=== Saved entries ===
◆ ◆ ◆ ◆ ◆ ◆ ◆
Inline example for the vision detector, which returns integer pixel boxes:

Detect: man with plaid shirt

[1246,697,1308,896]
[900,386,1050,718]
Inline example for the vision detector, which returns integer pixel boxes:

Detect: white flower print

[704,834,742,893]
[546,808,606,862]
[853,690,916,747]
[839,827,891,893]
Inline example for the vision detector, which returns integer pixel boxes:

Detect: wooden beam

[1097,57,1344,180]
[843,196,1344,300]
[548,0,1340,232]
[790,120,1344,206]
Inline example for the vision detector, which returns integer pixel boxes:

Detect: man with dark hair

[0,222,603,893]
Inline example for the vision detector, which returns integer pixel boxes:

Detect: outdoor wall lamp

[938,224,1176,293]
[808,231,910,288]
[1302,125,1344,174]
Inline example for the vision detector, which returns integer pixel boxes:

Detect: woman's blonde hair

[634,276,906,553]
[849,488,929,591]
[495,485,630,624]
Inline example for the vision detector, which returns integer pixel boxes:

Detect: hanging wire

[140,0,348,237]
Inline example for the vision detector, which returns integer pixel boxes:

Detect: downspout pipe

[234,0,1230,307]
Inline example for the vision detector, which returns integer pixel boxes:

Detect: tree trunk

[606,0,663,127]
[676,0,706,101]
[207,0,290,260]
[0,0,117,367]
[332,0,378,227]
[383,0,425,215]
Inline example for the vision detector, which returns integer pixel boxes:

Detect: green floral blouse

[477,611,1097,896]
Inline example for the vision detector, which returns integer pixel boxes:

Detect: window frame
◆ ◆ ◆ ◆ ◆ ◆ ◆
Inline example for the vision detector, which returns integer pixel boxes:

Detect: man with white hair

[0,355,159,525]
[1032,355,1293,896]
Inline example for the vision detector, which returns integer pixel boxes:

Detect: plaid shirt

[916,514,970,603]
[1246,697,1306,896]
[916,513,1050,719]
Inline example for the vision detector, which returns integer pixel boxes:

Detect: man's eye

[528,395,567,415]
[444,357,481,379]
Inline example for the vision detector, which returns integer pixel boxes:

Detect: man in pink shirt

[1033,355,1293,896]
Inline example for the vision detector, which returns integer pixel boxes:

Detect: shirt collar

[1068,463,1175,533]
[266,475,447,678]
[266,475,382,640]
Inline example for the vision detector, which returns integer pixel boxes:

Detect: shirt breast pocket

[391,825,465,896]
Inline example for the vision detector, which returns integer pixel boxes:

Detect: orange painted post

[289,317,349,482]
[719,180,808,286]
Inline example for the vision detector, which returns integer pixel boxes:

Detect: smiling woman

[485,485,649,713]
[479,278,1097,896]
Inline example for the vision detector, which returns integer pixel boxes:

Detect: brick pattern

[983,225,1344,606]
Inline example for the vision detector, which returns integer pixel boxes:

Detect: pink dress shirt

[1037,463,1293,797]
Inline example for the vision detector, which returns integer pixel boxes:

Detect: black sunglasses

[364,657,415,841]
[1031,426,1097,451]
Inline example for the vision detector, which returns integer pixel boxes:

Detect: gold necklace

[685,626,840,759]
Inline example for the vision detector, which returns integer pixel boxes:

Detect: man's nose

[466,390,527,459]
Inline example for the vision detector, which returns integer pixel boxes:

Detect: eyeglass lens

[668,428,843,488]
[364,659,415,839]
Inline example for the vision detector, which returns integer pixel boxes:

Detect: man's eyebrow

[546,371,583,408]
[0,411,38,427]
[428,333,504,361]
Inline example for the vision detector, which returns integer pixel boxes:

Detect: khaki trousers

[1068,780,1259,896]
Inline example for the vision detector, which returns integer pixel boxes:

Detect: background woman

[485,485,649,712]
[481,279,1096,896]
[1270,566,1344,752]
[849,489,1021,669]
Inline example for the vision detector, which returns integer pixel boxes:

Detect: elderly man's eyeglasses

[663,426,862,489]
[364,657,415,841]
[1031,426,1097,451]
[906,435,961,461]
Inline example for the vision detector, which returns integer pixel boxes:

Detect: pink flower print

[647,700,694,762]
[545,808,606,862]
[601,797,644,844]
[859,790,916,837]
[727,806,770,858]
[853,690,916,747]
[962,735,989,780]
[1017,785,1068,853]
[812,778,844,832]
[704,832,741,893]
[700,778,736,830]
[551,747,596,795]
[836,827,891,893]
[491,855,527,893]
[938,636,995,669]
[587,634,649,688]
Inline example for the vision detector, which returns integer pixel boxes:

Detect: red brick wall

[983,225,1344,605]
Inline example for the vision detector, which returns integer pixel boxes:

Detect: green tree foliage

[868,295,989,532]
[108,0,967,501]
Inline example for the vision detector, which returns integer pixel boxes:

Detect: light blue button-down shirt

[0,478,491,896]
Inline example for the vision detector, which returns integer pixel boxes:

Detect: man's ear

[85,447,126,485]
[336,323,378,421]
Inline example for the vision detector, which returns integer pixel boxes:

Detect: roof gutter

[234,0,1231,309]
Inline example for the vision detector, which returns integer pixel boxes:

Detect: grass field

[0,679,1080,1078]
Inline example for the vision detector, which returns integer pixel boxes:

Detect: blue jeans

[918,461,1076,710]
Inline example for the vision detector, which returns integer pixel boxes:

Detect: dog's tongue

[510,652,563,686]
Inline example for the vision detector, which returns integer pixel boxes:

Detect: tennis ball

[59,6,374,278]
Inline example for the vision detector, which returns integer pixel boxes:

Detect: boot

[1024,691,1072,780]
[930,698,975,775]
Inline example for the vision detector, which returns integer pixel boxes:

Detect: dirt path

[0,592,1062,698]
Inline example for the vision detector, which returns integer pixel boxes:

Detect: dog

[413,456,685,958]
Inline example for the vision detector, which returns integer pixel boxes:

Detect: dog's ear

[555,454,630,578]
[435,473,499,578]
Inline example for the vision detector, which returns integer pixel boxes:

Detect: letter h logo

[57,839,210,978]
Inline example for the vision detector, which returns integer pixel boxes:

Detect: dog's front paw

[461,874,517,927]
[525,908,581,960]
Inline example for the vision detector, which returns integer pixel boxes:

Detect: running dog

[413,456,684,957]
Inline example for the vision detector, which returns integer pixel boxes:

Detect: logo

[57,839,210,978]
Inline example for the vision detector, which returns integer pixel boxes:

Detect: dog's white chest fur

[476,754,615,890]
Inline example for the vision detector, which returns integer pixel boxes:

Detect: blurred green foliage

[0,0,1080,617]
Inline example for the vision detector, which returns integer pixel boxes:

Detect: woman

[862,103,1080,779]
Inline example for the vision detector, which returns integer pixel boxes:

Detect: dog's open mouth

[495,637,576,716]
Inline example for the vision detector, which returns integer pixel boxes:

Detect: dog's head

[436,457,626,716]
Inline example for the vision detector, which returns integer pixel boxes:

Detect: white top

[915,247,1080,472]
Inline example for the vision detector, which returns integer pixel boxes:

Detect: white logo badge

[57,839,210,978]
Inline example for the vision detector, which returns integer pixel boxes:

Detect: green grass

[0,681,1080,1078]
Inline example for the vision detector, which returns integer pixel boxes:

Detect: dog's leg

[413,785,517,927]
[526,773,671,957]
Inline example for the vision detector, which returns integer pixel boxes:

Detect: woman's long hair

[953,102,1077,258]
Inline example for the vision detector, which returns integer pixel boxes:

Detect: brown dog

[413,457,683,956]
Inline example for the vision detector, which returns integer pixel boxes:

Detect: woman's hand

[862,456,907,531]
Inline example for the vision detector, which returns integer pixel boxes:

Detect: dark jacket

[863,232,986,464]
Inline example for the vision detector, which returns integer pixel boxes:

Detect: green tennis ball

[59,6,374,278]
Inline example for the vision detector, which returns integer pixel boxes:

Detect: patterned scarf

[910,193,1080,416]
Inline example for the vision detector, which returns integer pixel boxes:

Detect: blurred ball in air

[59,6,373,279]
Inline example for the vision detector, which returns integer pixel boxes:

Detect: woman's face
◆ ◆ ◆ ◆ ◆ ◆ ◆
=== Set exercise ===
Pull out each line of the data above that contains the string "print", treating uppercase and lowercase as different.

=== Correct response ===
Detect: white flower print
Detect: pink flower print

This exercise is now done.